Geografias Valter Hugo Mãe escreveu sobre o Brasil numa casa isolada no campo, em Coura, conta nas notas finais do livro Foto: Lucília Monteiro

Como foi o seu encontro com a tribo anacé, em Fortaleza?
Houve uma frontalidade, uma limpidez, uma pureza nos anacés quando me disseram para regressar ao meu povo – povo esse que tentou exterminá-los. Lembro-me de que o cacique disse que eles continuavam ali como amigos e disponíveis para nos receber. Lembro-me do quanto me marcou a vergonha desse encontro: parecia que me estavam a dar um recado para os meus pais, uma coisa assim de família que se tinha portado mal, que fugiu sem pagar a conta do jantar ou que roubou, ou de um primo que tinha violado uma moça… Acho que me tentaram colocar como representante de alguma coisa, mas eu só posso representar-me a mim. Mas foi impossível que os anacés aceitassem que um português, que entrava pela primeira vez na sua aldeia, fosse só um escritor chamado Valter. Aquilo que o cacique me quis dizer teve que ver com uma resposta histórica – como se um Estado estivesse a informar outro Estado.

Representar algo, ter poder, vem também com os 25 anos de carreira. Isto demora outros 25 para digerir?
Isto vai levar uma vida inteira a digerir. Faz parte da minha perplexidade com a idade. Eu vejo-me como um rapaz. Digo isso de mim: “Sou um rapaz assim ou assado…” Vou ao café e estou convencido de que ainda faço parte da malta da faculdade. Dificilmente percebo que tenho a idade dos pais desses miúdos. Tenho dificuldade em me investir de uma responsabilidade tão grande. Talvez seja isso que me dá fôlego ou coragem – ou uma inconsciência poética – para me meter com todos os assuntos. Nada me é proibido.

Esteve oito anos sem publicar romances. O sucesso assustou-lhe a inspiração?

- LISTA DE TAREFAS
a – Transcreva da entrevista o trecho que começa em "Houve uma frontalidade, uma" e segue até "informar outro Estado.".
b – Com base na entrevista, explique por que motivo o encontro com os anacés deixou no escritor um sentimento de vergonha. Responda em uma a três frases.

- MATERIAL EXTRAÍDO

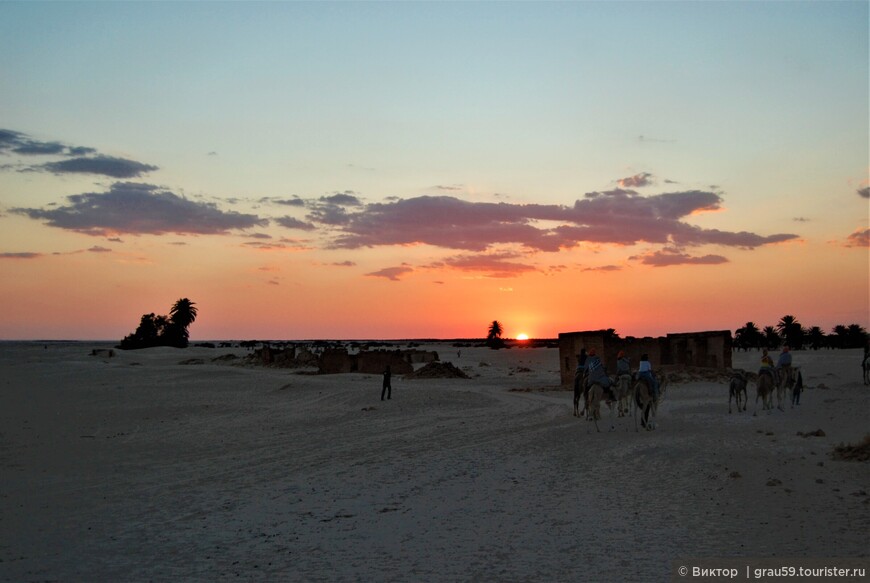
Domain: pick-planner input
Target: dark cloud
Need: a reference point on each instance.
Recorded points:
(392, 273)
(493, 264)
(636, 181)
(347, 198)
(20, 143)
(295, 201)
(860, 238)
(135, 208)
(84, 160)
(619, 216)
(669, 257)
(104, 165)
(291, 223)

...

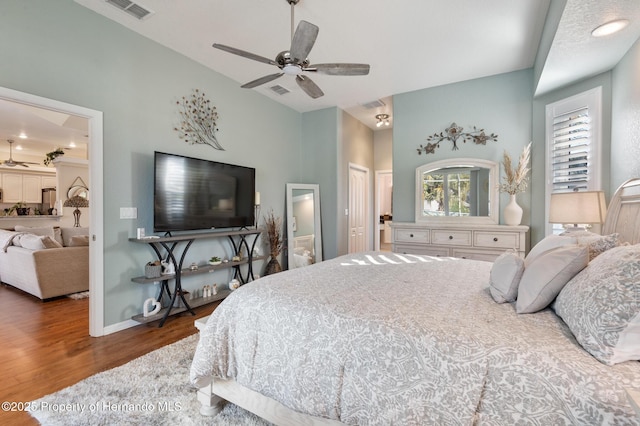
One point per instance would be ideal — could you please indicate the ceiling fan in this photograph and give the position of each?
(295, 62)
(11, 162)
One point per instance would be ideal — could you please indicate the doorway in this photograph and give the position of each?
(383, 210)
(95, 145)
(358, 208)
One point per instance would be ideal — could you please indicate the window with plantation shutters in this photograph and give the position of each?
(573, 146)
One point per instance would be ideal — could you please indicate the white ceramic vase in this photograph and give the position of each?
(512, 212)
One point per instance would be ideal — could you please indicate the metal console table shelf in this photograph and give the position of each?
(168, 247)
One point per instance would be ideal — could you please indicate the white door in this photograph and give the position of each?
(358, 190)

- RESPOSTAS POR TAREFA
a –
Houve uma frontalidade, uma limpidez, uma pureza nos anacés quando me disseram para regressar ao meu povo – povo esse que tentou exterminá-los. Lembro-me de que o cacique disse que eles continuavam ali como amigos e disponíveis para nos receber. Lembro-me do quanto me marcou a vergonha desse encontro: parecia que me estavam a dar um recado para os meus pais, uma coisa assim de família que se tinha portado mal, que fugiu sem pagar a conta do jantar ou que roubou, ou de um primo que tinha violado uma moça… Acho que me tentaram colocar como representante de alguma coisa, mas eu só posso representar-me a mim. Mas foi impossível que os anacés aceitassem que um português, que entrava pela primeira vez na sua aldeia, fosse só um escritor chamado Valter. Aquilo que o cacique me quis dizer teve que ver com uma resposta histórica – como se um Estado estivesse a informar outro Estado.

b – Os anacés disseram-lhe que regressasse ao seu povo, o mesmo povo que tentou exterminá-los. Pareceu-lhe que lhe davam um recado para os pais, como se falassem de um familiar que se tinha portado mal, que fugira sem pagar o jantar, que roubara ou que violara uma moça.